### Selected text
As you may be aware, SMA is a highly debilitating neuromuscular disorder. And although antisense oligonucleotide therapy (Spinraza) was recently approved for it, there’s still a lot of room left for an objective and minimally-invasive way by which disease severity, prognosis, and even therapeutic direction can be more accurately ascertained.
This is where the measurement of exosome-derived SMN protein biomarkers comes in via this study.
The examination of protein found in TCA precipitates from numerous cell lines revealed that SMN protein is normally released from cells and into the extracellular environment in cell culture media (Diagram 2.2).
Diagram 2.2: SMN Protein is Released into the Extracellular Milieu.Cells release SMN protein into the extracellular environment. According to the study’s authors: “Various cell lines were plated in 35 mm dishes for 24 h. Media was removed, the cells lysed with protein loading buffer to analyse intracellular protein content (Panel A), and the media subjected to TCA precipitation to analyse extracellular protein content (Panel B). Equal volumes of protein sample were subjected to SDS-PAGE, transferred to a nylon membrane and probed by immunoblot with antibodies to Alix, tubulin, flotillin, or SMN. Data is representative of n = 3.
Given that, it was then important to determine if SMN protein could be detected in extracellular vesicles, especially exosomes. As a result, the authors performed electron microscopy using immunogold labeling. With this, they determined that the exosomes clearly contained SMN protein while there was very little SMN protein outside of any type of vesicle.
In brief, this means that cells naturally release SMN protein via exosomes (Diagram 2.3).

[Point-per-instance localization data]
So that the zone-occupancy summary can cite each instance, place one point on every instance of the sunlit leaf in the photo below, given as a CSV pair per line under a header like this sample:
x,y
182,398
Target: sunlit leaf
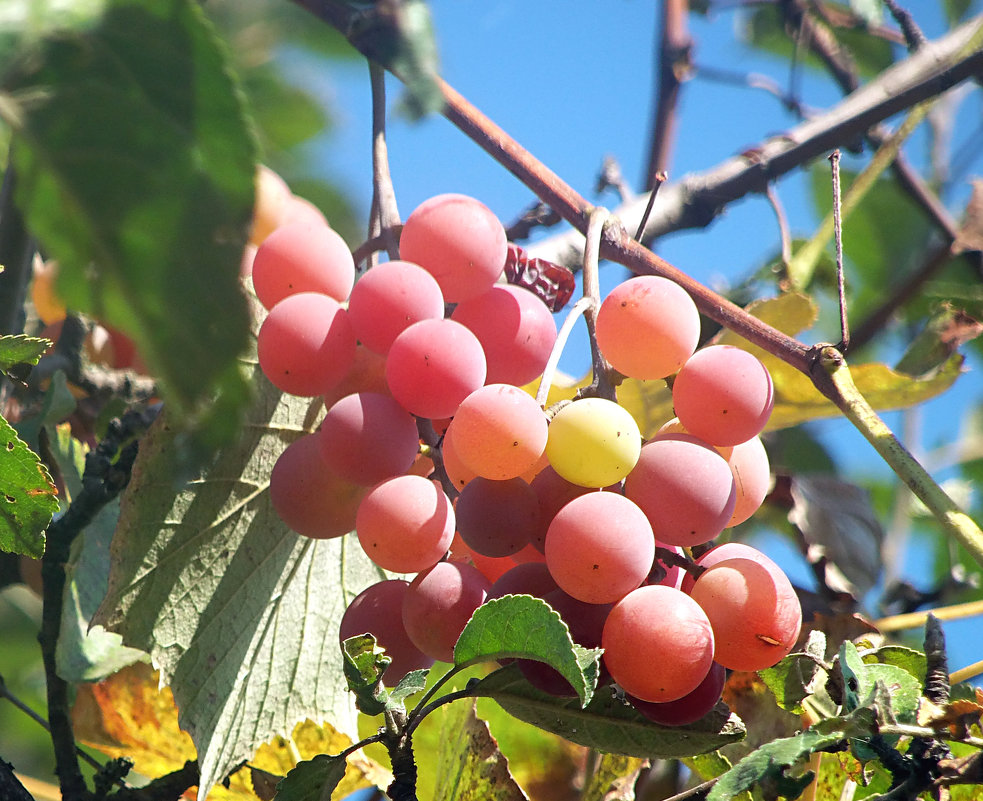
x,y
470,767
607,723
135,169
127,715
27,496
520,626
240,614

### Task to complete
Reproduce everything in the SMN protein text from "This is where" down to "media (Diagram 2.2).".

### Output below
This is where the measurement of exosome-derived SMN protein biomarkers comes in via this study.
The examination of protein found in TCA precipitates from numerous cell lines revealed that SMN protein is normally released from cells and into the extracellular environment in cell culture media (Diagram 2.2).